What you will do >>
Please return every line in the following data that includes the string "below".

Dataset entries >>
BEGIN

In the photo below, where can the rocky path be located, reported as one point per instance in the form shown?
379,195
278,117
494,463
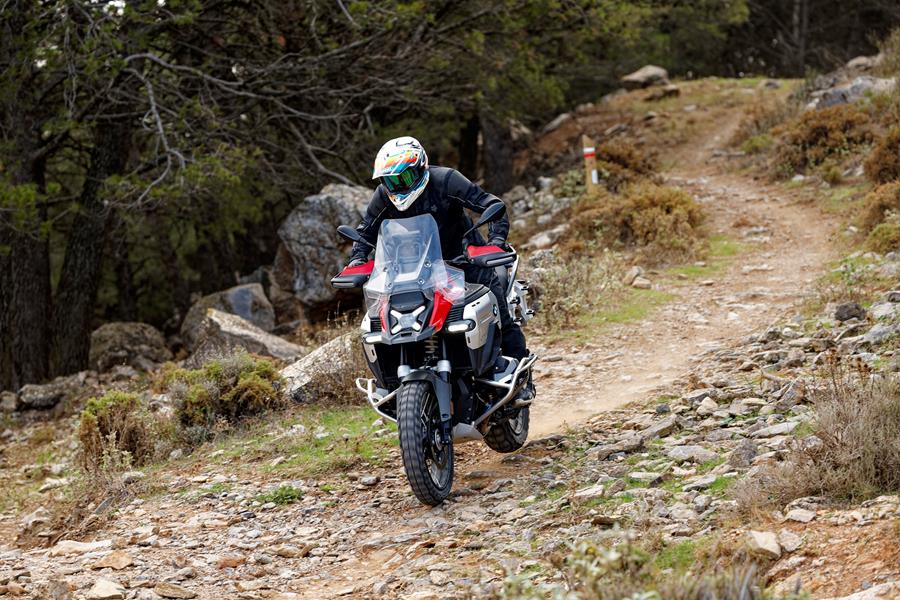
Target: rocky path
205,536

END
BEGIN

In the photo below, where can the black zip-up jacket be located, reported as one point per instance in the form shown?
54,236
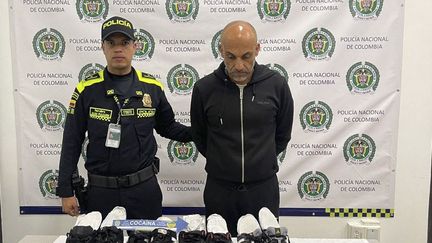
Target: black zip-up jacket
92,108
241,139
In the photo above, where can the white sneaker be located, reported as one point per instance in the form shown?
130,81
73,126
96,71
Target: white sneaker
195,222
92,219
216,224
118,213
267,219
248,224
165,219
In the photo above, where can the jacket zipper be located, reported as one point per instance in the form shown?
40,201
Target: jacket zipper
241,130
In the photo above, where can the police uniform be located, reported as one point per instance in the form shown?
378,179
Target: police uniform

END

Response >>
In the photo below, where can the rocky path be located, reported as one point per instance in the form shown?
In the photo below, where can the black zip-up jacket be located, reported as one point per instance in the form shown?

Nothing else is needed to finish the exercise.